**EXCERPTED TEXT:**
## start

Realogy and Keller Williams just announced iBuyer programs. So how should real estate agents weather these industry changes? Find out here.

Christy Edgar Murdock is a regular Inman contributor who writes about news, tech and marketing. She has two recurring columns, “Lessons Learned” and “Dear Marketing Mastermind” that publish weekly and monthly on Mondays and Tuesdays respectively.

The announcements over the past week that both Realogy and Keller Williams have launched fast-cash homebuyer platforms in select markets have predictably created angst and hand-wringing among real estate agents.

With all of these types of technical advancements — and with any type of shift that seems to replace agents with automations — rumors of an agent apocalypse are sure to follow. So how do you know whether these developments will impact you and your business?

Market segmentation is key

One reason to relax when it comes to iBuyer tech is to focus on the sellers being served in this case. As agents, we tend to have the misconception that our potential market encompasses every homeseller and every homebuyer.

In reality, there are many different types of each, and many of them will never work with a traditional agent. Sellers who will take a quick cash offer on their home are probably not the sellers you normally work with anyway. They tend to be those who are:

  • Under financial pressure to sell and trying to avoid paying commissions
  • Trying to unload an “ugly house” who would normally work with an investor buyer anyway
  • Looking for an accelerated process normally not offered in a traditional home sale scenario

Thus the iBuyer services being rolled out are not necessarily peeling off potential clients from traditional seller agents. Rather, they are taking a bite out of the existing house flipper/investor market.

## end

**YOUR TASK:** Return everything from "In reality, there" down to "house flipper/investor market." in the article on iBuyer programs and real estate agents, copied verbatim.

**INFORMATION SHOWN:**
## start

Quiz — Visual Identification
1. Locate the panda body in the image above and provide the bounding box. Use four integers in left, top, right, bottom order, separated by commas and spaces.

## end

**CORRECT ANSWER:**
In reality, there are many different types of each, and many of them will never work with a traditional agent. Sellers who will take a quick cash offer on their home are probably not the sellers you normally work with anyway. They tend to be those who are:

  • Under financial pressure to sell and trying to avoid paying commissions
  • Trying to unload an “ugly house” who would normally work with an investor buyer anyway
  • Looking for an accelerated process normally not offered in a traditional home sale scenario

Thus the iBuyer services being rolled out are not necessarily peeling off potential clients from traditional seller agents. Rather, they are taking a bite out of the existing house flipper/investor market.